Problem requirements
Reproduce the entries verbatim, starting at the beginning of the entries and ending at the line containing "886 0 L 782", with both ends included. Leave the pictures out of your output.

Segmentation dataset records
--- begin ---

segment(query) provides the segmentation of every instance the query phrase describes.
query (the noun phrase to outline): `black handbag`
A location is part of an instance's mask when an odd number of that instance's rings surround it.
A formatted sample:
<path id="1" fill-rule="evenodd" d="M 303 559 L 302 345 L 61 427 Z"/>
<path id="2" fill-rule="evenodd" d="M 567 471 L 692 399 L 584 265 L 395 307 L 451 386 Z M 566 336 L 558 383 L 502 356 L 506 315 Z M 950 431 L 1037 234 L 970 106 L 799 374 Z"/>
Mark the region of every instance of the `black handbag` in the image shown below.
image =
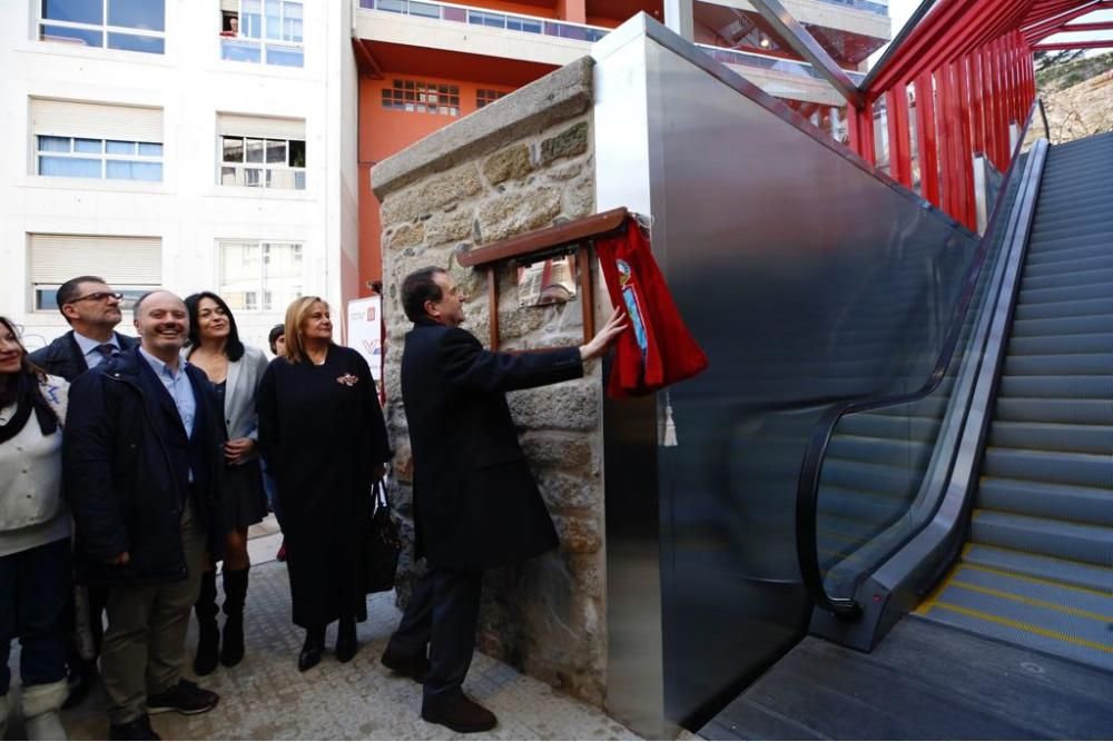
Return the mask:
<path id="1" fill-rule="evenodd" d="M 386 486 L 376 482 L 372 492 L 374 509 L 367 518 L 363 546 L 364 588 L 367 593 L 385 593 L 394 590 L 402 536 L 398 534 L 398 525 L 391 517 Z"/>

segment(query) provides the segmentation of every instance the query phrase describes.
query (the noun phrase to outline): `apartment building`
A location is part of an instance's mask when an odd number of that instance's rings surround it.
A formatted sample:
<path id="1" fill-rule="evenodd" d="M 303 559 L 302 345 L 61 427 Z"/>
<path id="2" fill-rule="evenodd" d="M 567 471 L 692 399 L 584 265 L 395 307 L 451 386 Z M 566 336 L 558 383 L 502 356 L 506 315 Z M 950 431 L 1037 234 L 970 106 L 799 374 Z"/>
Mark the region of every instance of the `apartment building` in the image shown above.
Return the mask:
<path id="1" fill-rule="evenodd" d="M 29 346 L 81 274 L 216 290 L 255 344 L 295 296 L 358 294 L 347 2 L 6 7 L 0 313 Z"/>
<path id="2" fill-rule="evenodd" d="M 357 1 L 361 283 L 382 273 L 378 205 L 368 187 L 376 162 L 590 53 L 594 41 L 639 12 L 696 42 L 831 136 L 845 136 L 838 92 L 779 43 L 747 0 Z M 851 79 L 861 79 L 866 59 L 889 40 L 887 0 L 781 2 Z"/>
<path id="3" fill-rule="evenodd" d="M 886 0 L 782 2 L 851 75 L 889 38 Z M 841 136 L 837 93 L 746 0 L 13 0 L 0 313 L 39 347 L 80 274 L 215 290 L 259 345 L 295 296 L 339 309 L 382 275 L 376 162 L 638 12 Z"/>

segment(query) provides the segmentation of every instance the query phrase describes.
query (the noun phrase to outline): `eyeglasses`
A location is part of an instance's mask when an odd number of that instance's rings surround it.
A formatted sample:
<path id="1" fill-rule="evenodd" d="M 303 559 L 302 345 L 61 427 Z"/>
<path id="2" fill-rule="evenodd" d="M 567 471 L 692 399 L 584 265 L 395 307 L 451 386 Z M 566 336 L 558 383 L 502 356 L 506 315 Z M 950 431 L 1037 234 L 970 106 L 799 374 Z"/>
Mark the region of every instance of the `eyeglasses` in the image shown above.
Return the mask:
<path id="1" fill-rule="evenodd" d="M 107 301 L 108 299 L 121 301 L 124 299 L 124 295 L 119 291 L 93 291 L 92 294 L 86 294 L 85 296 L 67 301 L 66 304 L 77 304 L 78 301 Z"/>

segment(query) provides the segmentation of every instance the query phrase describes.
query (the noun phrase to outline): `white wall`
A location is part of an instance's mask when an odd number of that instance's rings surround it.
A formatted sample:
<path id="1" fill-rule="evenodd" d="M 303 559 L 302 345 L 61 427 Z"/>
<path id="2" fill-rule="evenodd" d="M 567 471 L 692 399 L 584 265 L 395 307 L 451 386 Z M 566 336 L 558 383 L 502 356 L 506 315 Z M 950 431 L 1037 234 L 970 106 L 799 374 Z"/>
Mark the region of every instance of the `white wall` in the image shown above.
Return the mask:
<path id="1" fill-rule="evenodd" d="M 8 146 L 0 158 L 0 314 L 29 336 L 49 340 L 66 326 L 56 311 L 32 310 L 28 233 L 160 236 L 162 284 L 181 295 L 219 289 L 217 239 L 301 241 L 303 293 L 339 306 L 339 245 L 357 250 L 358 220 L 355 199 L 341 198 L 356 180 L 354 59 L 351 42 L 341 42 L 347 3 L 305 2 L 305 67 L 296 69 L 221 60 L 217 0 L 165 1 L 165 56 L 38 41 L 32 0 L 11 0 L 0 24 L 0 132 Z M 32 175 L 30 97 L 161 107 L 162 182 Z M 306 190 L 218 186 L 219 112 L 304 119 Z M 353 141 L 343 146 L 342 137 Z M 242 335 L 265 345 L 280 315 L 237 313 Z"/>

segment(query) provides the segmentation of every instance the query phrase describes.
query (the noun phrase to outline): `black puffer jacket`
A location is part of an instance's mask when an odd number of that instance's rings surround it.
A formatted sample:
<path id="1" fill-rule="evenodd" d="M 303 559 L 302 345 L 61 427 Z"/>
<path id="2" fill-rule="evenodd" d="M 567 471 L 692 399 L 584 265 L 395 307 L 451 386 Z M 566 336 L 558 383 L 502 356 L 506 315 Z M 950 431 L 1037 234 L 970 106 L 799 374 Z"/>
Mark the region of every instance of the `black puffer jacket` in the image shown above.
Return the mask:
<path id="1" fill-rule="evenodd" d="M 175 474 L 167 446 L 170 436 L 185 439 L 180 425 L 174 429 L 167 424 L 176 415 L 174 400 L 138 349 L 81 374 L 70 387 L 62 471 L 77 525 L 78 574 L 86 582 L 184 580 L 186 493 L 191 493 L 194 513 L 208 534 L 210 554 L 219 557 L 219 417 L 205 374 L 188 365 L 186 374 L 197 402 L 193 445 L 206 452 L 205 465 L 193 467 L 193 486 Z M 127 565 L 108 564 L 124 552 L 130 555 Z"/>

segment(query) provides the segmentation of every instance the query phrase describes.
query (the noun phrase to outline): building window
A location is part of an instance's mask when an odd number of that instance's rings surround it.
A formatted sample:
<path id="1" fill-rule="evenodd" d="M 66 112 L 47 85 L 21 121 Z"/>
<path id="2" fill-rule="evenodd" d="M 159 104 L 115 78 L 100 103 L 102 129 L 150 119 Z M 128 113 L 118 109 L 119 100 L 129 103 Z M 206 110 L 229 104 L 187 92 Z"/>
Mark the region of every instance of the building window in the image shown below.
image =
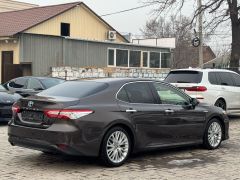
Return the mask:
<path id="1" fill-rule="evenodd" d="M 130 67 L 141 66 L 141 51 L 130 51 L 129 66 Z"/>
<path id="2" fill-rule="evenodd" d="M 148 52 L 143 52 L 142 53 L 142 59 L 143 59 L 143 67 L 148 67 Z"/>
<path id="3" fill-rule="evenodd" d="M 160 53 L 150 52 L 150 68 L 160 68 Z"/>
<path id="4" fill-rule="evenodd" d="M 161 68 L 169 68 L 171 61 L 170 53 L 161 53 Z"/>
<path id="5" fill-rule="evenodd" d="M 114 55 L 115 55 L 114 49 L 108 49 L 108 65 L 109 66 L 115 66 Z"/>
<path id="6" fill-rule="evenodd" d="M 61 36 L 70 36 L 70 24 L 61 23 Z"/>
<path id="7" fill-rule="evenodd" d="M 117 49 L 116 66 L 128 67 L 128 50 Z"/>

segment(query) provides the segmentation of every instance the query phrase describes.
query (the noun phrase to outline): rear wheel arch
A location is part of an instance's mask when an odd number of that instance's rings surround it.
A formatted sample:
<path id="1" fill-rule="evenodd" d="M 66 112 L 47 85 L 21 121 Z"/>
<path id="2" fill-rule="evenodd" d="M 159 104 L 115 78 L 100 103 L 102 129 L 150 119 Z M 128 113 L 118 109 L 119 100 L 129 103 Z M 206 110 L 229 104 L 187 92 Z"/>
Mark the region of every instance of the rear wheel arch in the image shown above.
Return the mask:
<path id="1" fill-rule="evenodd" d="M 215 101 L 214 106 L 216 106 L 216 103 L 217 103 L 218 101 L 223 101 L 223 102 L 225 103 L 225 110 L 227 110 L 227 102 L 226 102 L 226 100 L 225 100 L 223 97 L 219 97 L 219 98 Z"/>
<path id="2" fill-rule="evenodd" d="M 221 123 L 221 126 L 222 126 L 222 133 L 223 133 L 223 137 L 224 137 L 225 136 L 225 123 L 224 123 L 224 120 L 221 117 L 219 117 L 219 116 L 213 116 L 213 117 L 209 118 L 208 122 L 211 121 L 212 119 L 219 120 L 219 122 Z"/>
<path id="3" fill-rule="evenodd" d="M 128 123 L 121 122 L 121 121 L 116 121 L 116 122 L 111 123 L 111 124 L 106 128 L 106 130 L 104 131 L 103 136 L 102 136 L 102 139 L 101 139 L 101 145 L 100 145 L 100 148 L 99 148 L 99 154 L 101 153 L 101 149 L 102 149 L 104 137 L 106 136 L 107 132 L 110 131 L 110 130 L 111 130 L 112 128 L 114 128 L 114 127 L 121 127 L 121 128 L 123 128 L 125 131 L 127 131 L 128 135 L 129 135 L 129 137 L 130 137 L 130 140 L 131 140 L 131 151 L 134 150 L 135 142 L 136 142 L 136 136 L 135 136 L 135 134 L 134 134 L 134 129 L 133 129 L 133 127 L 131 127 L 130 125 L 128 125 Z"/>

--- end ---

Response
segment(query) provides the segmentation of every instance the query phrase describes.
query (the noun phrase to outline): `black handbag`
A location is part of an instance's mask when an odd number of that instance's rings surround it.
A formatted sample:
<path id="1" fill-rule="evenodd" d="M 303 559 L 302 345 L 61 427 Z"/>
<path id="2" fill-rule="evenodd" d="M 567 471 L 692 399 L 584 265 L 395 307 L 451 386 Z M 566 336 L 558 383 L 502 356 L 506 315 Z M 950 431 L 1037 234 L 970 106 L 799 374 Z"/>
Mark the region of every instance of the `black handbag` in the image shown below.
image =
Return the mask:
<path id="1" fill-rule="evenodd" d="M 386 486 L 376 482 L 372 492 L 374 509 L 367 518 L 363 546 L 364 588 L 367 593 L 385 593 L 394 590 L 402 536 L 398 534 L 398 525 L 391 517 Z"/>

segment(query) provides the segmentation of every instance the query phrase describes.
query (the noun phrase to outline): `apartment building`
A location is part of an instance's mask when an odd number of that instance's rings surround it.
A formatted sample:
<path id="1" fill-rule="evenodd" d="M 303 559 L 302 345 L 61 427 Z"/>
<path id="2" fill-rule="evenodd" d="M 567 471 L 692 399 L 584 265 L 395 307 L 451 386 Z M 566 336 L 558 383 L 502 356 L 506 315 Z M 950 431 L 1037 234 L 970 106 L 799 374 Z"/>
Mark the region of every instance of the `apartment building` in the image shown above.
Return the mask:
<path id="1" fill-rule="evenodd" d="M 29 346 L 81 274 L 216 290 L 255 344 L 295 296 L 358 294 L 347 2 L 6 7 L 0 313 Z"/>
<path id="2" fill-rule="evenodd" d="M 357 1 L 361 283 L 382 273 L 378 205 L 368 187 L 376 162 L 590 53 L 594 41 L 639 12 L 696 42 L 831 136 L 845 136 L 838 92 L 779 43 L 747 0 Z M 851 79 L 861 79 L 866 59 L 889 40 L 887 0 L 781 2 Z"/>
<path id="3" fill-rule="evenodd" d="M 886 0 L 782 2 L 851 75 L 889 38 Z M 841 136 L 837 93 L 746 0 L 13 0 L 0 313 L 39 347 L 80 274 L 215 290 L 259 345 L 295 296 L 339 309 L 382 275 L 376 162 L 638 12 Z"/>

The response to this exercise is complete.